[Exercise goal]: Pick out each line in the records below that contains the string "rough" and copy those lines out in full.

*** Material for the task

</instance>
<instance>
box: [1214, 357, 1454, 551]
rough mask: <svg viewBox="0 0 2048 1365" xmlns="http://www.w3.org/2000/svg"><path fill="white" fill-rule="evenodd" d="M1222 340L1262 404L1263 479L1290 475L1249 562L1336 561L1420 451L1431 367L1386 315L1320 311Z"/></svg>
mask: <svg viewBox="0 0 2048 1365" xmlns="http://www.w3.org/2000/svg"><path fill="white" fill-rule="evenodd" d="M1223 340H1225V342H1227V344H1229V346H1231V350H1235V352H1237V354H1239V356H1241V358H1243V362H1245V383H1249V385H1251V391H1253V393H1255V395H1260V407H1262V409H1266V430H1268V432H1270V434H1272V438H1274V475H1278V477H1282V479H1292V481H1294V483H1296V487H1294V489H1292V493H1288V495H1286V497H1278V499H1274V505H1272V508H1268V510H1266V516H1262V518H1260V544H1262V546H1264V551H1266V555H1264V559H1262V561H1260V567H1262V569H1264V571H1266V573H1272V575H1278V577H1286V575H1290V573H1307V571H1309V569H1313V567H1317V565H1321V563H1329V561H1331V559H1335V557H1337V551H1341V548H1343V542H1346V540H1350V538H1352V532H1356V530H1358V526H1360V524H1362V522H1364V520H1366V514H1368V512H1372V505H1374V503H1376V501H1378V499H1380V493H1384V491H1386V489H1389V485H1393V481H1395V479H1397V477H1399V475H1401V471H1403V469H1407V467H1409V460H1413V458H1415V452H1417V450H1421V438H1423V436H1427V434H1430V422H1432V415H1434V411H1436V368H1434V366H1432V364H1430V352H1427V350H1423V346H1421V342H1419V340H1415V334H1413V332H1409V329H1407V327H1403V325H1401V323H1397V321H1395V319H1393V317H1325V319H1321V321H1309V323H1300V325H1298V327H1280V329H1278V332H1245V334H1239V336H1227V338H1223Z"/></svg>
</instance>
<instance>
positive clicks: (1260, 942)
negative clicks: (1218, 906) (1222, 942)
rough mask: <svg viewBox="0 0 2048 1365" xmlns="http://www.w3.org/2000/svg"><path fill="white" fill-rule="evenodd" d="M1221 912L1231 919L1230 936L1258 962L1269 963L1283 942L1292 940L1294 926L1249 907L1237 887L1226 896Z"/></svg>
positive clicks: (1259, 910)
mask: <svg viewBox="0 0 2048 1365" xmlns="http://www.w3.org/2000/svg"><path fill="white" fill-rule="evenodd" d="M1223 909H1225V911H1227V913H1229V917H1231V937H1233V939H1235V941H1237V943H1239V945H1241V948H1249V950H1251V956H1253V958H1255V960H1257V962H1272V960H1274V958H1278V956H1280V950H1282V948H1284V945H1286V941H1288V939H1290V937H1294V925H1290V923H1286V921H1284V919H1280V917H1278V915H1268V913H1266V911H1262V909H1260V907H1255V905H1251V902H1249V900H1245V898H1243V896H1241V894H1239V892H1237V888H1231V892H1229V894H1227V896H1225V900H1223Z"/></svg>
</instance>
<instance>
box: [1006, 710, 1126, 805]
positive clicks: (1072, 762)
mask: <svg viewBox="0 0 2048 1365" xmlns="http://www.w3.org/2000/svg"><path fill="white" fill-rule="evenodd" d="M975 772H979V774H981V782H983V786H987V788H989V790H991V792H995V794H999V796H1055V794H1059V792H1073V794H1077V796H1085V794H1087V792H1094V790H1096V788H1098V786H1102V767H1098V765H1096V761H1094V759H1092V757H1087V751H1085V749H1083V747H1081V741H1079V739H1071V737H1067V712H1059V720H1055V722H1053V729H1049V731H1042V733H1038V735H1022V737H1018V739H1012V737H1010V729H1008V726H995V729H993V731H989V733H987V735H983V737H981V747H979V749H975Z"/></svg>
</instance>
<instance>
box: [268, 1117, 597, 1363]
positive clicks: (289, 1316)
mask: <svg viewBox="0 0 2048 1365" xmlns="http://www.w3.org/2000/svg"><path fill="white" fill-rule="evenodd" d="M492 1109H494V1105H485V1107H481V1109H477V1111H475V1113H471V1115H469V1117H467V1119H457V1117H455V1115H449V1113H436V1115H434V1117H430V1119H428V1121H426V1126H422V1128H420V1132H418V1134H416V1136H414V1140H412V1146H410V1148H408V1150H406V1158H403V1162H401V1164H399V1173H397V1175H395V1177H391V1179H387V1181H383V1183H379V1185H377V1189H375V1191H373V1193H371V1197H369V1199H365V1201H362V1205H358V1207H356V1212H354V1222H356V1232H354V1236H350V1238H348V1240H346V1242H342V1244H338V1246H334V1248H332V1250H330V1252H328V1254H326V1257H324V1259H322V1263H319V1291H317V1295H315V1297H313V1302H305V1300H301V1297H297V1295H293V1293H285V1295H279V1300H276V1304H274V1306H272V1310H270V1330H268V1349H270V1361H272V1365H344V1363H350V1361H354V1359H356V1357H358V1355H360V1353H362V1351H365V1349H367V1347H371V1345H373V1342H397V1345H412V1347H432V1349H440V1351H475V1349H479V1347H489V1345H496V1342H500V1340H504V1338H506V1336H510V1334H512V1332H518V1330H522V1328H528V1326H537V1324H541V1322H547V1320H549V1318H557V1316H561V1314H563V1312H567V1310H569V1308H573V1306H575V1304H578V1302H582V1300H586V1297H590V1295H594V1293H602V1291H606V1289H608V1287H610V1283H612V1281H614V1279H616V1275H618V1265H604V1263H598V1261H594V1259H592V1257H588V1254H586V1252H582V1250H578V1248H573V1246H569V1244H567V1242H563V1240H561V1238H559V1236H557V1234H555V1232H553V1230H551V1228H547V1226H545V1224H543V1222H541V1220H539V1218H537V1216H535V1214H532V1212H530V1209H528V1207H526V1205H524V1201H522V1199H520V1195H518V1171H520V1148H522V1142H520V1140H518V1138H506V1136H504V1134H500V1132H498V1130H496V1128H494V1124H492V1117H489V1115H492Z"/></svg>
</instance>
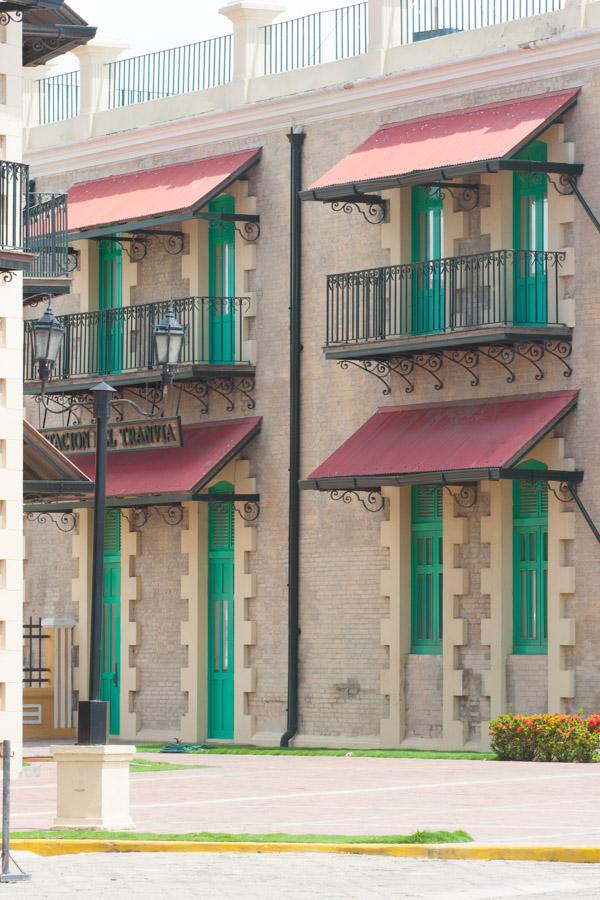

******

[Written solution]:
rough mask: <svg viewBox="0 0 2048 1365" xmlns="http://www.w3.org/2000/svg"><path fill="white" fill-rule="evenodd" d="M1222 340L1262 404L1263 479L1290 475L1249 562L1336 561L1420 451L1431 367L1386 315L1320 311Z"/></svg>
rough mask: <svg viewBox="0 0 2048 1365" xmlns="http://www.w3.org/2000/svg"><path fill="white" fill-rule="evenodd" d="M1221 912L1231 919L1230 936L1258 962L1269 963L1283 942L1292 940L1294 926L1249 907L1237 887L1226 896Z"/></svg>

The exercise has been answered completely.